**The problem:** Set down verbatim everything in the Jasey-Jay Anderson article below from "Five things you" down to "all three contests.".

== Excerpted passage ==

Five things you didn’t know about Jasey-Jay Anderson 

Four-time World Cup title winner sets sites on Worlds at Whistler

For the past four seasons Mont Tremblant’s Jasey-Jay Anderson has won the overall World Cup title with solid results in both alpine and snowboardcross events. Although he’s been a slow starter in recent years, picking up momentum as the seasons wore on, this season he’s already on top of both the snowboardcross and overall World Cup rankings. He has two gold medals in snowboardcross, two bronze medals in parallel giant slalom, and, since October, has not finished outside of the top-10.

When Whistler hosts the FIS Snowboard World Championships Jan. 15-23, Jasey-Jay will be competing in both alpine events as well as the snowboardcross, and is easily one of the favourites in all three contests.

When asked why his snowboarding is so strong this season, even with the rest of the world working hard to catch up, Jasey-Jay didn’t have an explanation.

===
== Supplied data ==

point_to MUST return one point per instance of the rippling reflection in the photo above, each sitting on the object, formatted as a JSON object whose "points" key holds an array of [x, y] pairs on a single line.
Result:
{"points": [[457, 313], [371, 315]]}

===

**Worked answer:**
Five things you didn’t know about Jasey-Jay Anderson 

Four-time World Cup title winner sets sites on Worlds at Whistler

For the past four seasons Mont Tremblant’s Jasey-Jay Anderson has won the overall World Cup title with solid results in both alpine and snowboardcross events. Although he’s been a slow starter in recent years, picking up momentum as the seasons wore on, this season he’s already on top of both the snowboardcross and overall World Cup rankings. He has two gold medals in snowboardcross, two bronze medals in parallel giant slalom, and, since October, has not finished outside of the top-10.

When Whistler hosts the FIS Snowboard World Championships Jan. 15-23, Jasey-Jay will be competing in both alpine events as well as the snowboardcross, and is easily one of the favourites in all three contests.